══ TASK MATERIAL ══

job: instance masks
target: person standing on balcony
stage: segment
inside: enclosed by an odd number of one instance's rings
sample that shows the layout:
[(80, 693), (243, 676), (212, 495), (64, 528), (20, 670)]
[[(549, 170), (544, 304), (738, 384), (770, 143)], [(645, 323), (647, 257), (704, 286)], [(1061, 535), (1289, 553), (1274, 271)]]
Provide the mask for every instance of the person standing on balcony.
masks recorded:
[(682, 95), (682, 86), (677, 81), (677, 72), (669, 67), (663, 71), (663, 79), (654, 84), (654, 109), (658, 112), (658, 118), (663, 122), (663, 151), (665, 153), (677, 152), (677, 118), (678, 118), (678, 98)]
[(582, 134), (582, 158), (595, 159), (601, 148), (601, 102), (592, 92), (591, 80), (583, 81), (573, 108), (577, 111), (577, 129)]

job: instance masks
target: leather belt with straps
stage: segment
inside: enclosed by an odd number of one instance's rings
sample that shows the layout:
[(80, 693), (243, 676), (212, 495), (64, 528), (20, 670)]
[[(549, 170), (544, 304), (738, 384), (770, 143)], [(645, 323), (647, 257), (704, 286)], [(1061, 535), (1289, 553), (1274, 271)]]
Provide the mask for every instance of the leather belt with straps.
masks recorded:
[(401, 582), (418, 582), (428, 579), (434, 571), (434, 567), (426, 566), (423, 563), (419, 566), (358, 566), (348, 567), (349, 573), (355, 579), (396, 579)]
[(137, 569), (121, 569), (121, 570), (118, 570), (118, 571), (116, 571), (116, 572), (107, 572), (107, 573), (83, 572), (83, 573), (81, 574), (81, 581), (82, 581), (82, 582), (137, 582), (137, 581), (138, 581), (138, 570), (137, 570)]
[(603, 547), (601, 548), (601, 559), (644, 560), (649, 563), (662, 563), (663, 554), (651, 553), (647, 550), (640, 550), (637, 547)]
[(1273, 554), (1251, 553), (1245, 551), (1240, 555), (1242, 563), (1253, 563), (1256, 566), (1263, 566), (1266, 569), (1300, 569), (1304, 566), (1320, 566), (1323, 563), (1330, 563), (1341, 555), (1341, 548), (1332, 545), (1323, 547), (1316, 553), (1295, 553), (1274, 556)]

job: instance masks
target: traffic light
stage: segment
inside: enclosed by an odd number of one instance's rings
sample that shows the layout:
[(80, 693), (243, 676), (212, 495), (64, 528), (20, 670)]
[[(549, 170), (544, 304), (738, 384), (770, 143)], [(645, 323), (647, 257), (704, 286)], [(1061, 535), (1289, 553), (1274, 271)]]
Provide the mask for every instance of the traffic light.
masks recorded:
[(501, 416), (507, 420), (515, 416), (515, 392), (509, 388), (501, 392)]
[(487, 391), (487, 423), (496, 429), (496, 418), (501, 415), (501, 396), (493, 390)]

═══
══ TASK MATERIAL ══

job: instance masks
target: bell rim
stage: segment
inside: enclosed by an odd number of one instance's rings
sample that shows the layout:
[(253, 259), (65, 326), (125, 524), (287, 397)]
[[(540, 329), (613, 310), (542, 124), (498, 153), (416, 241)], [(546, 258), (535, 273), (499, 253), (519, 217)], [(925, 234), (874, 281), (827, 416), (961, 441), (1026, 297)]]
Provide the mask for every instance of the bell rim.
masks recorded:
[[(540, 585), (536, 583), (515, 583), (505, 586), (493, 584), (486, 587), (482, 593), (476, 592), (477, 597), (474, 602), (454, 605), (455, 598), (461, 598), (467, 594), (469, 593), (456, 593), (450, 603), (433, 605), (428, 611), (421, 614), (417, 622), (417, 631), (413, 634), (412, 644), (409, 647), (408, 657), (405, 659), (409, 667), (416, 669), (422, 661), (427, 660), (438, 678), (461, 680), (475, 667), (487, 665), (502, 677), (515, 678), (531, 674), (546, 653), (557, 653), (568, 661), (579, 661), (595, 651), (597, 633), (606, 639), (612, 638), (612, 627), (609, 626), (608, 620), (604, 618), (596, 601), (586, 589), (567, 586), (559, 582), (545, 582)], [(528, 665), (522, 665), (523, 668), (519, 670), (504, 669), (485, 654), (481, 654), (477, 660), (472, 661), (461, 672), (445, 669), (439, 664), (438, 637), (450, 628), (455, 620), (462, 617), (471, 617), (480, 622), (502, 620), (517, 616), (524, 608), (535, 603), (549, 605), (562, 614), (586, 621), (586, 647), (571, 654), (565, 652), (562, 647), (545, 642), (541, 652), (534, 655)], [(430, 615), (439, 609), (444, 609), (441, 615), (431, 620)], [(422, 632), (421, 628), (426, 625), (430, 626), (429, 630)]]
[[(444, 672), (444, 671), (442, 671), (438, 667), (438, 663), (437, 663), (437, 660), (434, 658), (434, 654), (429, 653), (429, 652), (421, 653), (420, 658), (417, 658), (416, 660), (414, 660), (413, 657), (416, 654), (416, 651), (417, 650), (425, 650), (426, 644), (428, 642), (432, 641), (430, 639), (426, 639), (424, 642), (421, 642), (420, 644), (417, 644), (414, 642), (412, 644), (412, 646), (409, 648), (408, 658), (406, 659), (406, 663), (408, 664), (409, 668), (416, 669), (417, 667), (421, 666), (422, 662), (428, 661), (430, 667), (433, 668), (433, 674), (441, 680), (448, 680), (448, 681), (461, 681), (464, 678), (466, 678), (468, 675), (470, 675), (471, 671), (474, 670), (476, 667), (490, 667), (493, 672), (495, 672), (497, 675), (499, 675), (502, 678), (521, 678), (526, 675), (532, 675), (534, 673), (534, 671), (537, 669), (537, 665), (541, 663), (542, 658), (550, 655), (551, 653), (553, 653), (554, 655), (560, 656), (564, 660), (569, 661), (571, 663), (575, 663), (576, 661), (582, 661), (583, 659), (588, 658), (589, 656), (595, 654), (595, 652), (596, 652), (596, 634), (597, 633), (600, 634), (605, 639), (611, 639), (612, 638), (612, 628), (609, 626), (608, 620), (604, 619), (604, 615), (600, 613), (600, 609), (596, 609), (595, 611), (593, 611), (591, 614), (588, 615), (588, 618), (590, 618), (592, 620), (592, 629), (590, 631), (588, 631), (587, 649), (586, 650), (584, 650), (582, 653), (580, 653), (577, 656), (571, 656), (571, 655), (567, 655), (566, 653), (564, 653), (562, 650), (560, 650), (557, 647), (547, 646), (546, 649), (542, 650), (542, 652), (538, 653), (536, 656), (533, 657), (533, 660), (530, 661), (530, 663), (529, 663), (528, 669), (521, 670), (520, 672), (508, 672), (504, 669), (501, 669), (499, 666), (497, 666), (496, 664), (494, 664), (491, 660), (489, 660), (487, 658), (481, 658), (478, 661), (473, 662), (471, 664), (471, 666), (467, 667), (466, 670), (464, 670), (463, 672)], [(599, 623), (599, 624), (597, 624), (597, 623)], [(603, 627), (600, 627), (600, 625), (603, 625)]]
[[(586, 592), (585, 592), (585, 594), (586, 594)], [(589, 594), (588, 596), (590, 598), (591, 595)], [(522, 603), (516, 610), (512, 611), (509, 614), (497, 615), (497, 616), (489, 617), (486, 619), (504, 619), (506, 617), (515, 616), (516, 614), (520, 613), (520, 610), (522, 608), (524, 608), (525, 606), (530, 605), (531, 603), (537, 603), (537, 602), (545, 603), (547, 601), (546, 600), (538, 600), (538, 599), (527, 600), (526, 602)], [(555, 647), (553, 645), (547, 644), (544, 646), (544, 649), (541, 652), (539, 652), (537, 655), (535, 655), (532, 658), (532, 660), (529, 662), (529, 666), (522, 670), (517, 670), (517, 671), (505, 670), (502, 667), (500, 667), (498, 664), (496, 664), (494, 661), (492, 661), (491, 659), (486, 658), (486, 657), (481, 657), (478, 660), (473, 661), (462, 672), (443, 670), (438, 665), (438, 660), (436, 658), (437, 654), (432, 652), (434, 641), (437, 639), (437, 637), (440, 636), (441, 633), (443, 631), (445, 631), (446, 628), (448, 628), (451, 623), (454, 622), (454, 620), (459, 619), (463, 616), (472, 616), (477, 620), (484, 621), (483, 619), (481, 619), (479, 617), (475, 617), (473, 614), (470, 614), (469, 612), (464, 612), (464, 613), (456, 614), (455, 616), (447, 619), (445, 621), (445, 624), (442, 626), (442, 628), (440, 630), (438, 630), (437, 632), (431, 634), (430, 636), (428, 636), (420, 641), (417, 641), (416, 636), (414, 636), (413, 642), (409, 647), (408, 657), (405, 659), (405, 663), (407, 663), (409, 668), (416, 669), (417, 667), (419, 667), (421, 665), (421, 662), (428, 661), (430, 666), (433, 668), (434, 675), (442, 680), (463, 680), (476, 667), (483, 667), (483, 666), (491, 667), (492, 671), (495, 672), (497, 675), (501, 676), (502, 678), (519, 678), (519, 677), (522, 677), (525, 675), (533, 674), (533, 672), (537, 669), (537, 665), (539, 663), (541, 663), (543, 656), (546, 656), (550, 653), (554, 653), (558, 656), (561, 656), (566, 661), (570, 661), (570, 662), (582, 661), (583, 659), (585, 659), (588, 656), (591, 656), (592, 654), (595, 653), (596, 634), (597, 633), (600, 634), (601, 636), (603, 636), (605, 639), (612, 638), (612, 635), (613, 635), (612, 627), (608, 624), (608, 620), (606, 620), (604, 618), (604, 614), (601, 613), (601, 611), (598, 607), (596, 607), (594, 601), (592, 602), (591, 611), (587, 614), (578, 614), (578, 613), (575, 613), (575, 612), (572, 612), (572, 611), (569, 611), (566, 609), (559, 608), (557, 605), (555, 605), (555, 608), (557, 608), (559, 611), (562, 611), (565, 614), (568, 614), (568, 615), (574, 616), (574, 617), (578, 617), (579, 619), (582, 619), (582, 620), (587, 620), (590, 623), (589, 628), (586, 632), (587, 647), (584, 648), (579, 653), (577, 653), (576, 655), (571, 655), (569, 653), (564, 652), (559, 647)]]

═══

**YOUR OBJECTIVE:** Look above for the line containing "[(253, 259), (65, 326), (125, 524), (287, 397)]". Output from there through the line containing "Provide the mask for every instance of the bell", exactly and inclusively.

**SOLUTION TO THIS EXERCISE:**
[(253, 259), (65, 326), (125, 524), (287, 397)]
[[(540, 329), (613, 310), (542, 124), (498, 153), (416, 241)], [(546, 258), (535, 273), (499, 253), (519, 217)], [(925, 234), (874, 281), (827, 416), (961, 441), (1026, 297)]]
Provide the mask for every instance of the bell rim.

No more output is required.